=== Extracted information ===

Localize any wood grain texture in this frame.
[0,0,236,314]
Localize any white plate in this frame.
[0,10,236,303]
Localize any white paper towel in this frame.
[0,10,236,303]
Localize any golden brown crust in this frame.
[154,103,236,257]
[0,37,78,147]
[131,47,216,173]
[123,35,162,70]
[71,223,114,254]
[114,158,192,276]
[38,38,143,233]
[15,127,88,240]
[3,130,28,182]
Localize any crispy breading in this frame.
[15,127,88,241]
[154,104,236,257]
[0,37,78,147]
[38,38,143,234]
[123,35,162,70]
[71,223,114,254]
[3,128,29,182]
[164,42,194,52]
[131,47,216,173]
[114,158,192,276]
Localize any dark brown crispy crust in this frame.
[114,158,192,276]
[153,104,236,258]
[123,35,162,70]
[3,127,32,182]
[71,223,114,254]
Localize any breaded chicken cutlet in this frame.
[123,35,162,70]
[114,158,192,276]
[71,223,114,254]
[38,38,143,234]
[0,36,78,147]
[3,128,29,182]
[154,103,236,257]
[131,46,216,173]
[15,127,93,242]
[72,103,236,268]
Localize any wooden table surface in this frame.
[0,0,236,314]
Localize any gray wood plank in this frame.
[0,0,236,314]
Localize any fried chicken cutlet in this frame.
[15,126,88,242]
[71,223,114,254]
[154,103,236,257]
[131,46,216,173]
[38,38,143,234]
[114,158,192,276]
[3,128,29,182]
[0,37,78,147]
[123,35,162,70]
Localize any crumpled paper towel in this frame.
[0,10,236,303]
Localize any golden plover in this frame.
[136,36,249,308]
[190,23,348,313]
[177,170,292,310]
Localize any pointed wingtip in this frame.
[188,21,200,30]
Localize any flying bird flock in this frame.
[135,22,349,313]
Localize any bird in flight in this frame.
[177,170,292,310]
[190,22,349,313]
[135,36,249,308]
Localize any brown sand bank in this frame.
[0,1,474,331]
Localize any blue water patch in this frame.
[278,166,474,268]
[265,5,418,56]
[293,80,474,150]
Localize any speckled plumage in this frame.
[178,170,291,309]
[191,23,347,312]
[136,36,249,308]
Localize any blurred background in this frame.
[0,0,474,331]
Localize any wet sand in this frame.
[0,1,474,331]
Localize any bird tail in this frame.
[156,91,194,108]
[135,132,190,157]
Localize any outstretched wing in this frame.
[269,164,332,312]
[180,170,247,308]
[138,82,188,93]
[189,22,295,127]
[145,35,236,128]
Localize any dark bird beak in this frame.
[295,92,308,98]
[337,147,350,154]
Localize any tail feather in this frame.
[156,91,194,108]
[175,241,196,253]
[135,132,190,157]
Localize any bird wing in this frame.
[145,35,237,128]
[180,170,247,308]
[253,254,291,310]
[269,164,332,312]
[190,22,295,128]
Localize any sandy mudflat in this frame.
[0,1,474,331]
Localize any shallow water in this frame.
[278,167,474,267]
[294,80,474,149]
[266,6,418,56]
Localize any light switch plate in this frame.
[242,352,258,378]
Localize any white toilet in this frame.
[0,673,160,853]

===

Work to complete: Could you copy all of the material above, line for line, with nothing changed?

Reply:
Localize any wood grain texture in this frame.
[0,0,236,314]
Localize any white plate in this frame.
[0,10,236,303]
Localize any white paper towel in this frame.
[0,10,236,303]
Localize any golden brown crust in this frame.
[154,103,236,257]
[0,37,78,147]
[131,47,216,173]
[123,35,162,70]
[71,223,114,254]
[114,158,192,276]
[38,38,143,233]
[15,127,88,240]
[3,130,28,182]
Localize any crispy breading in this frame.
[15,127,88,241]
[154,104,236,257]
[0,37,78,147]
[38,38,143,234]
[123,35,162,70]
[71,223,114,254]
[3,128,29,182]
[164,42,194,52]
[131,47,216,173]
[114,158,192,276]
Localize any dark brown crispy crust in this frame.
[114,158,192,276]
[153,104,236,258]
[123,35,162,70]
[3,127,32,182]
[71,223,114,254]
Localize any breaded chicken cutlet in this frame.
[123,35,162,70]
[114,158,192,276]
[71,223,114,254]
[38,38,143,234]
[0,36,78,147]
[3,128,29,182]
[154,103,236,257]
[131,46,216,173]
[15,127,93,242]
[72,103,236,268]
Localize any wooden table surface in this frame.
[0,0,236,314]
Localize any gray wood plank in this frame.
[0,0,236,314]
Localize any fried chicken cutlet in this frame.
[15,126,88,242]
[71,223,114,254]
[154,103,236,257]
[131,46,216,173]
[38,38,143,234]
[114,158,192,276]
[3,128,29,182]
[0,37,78,147]
[123,35,162,70]
Localize any crumpled paper towel in this frame.
[0,10,236,303]
Localize any golden plover in this frame.
[136,36,249,308]
[190,23,348,313]
[177,170,292,310]
Localize any pointed wingtip in this frame.
[188,21,200,30]
Localize any flying bird flock in this frame.
[135,22,349,313]
Localize any bird in flight in this frame.
[177,170,292,310]
[190,22,349,313]
[135,36,249,308]
Localize any brown sand bank in this frame.
[0,1,474,331]
Localize any blue water patch in this frame.
[278,166,474,268]
[265,5,418,56]
[293,80,474,150]
Localize any speckled plumage in this frame.
[178,170,291,309]
[191,23,347,312]
[136,36,249,308]
Localize any blurred background in this frame.
[0,0,474,331]
Localize any wet sand in this frame.
[0,1,474,331]
Localize any bird tail in this frame.
[156,91,194,108]
[135,132,190,157]
Localize any outstretched wing in this frame.
[269,164,332,312]
[180,170,247,308]
[138,82,188,93]
[189,22,295,127]
[145,35,236,128]
Localize any dark bird beak in this frame.
[295,92,308,98]
[337,147,350,154]
Localize any tail feather in this frame.
[156,91,194,108]
[175,241,196,253]
[135,132,190,157]
Localize any bird wing in this frame.
[145,35,237,128]
[180,170,247,308]
[253,254,291,310]
[269,164,332,312]
[190,22,295,128]
Localize any sandy mudflat in this frame.
[0,1,474,331]
Localize any shallow water in this frame.
[278,167,474,267]
[294,80,474,149]
[266,6,418,56]
Localize any light switch plate in this frame.
[242,352,258,378]
Localize any white toilet in this frame.
[0,673,160,853]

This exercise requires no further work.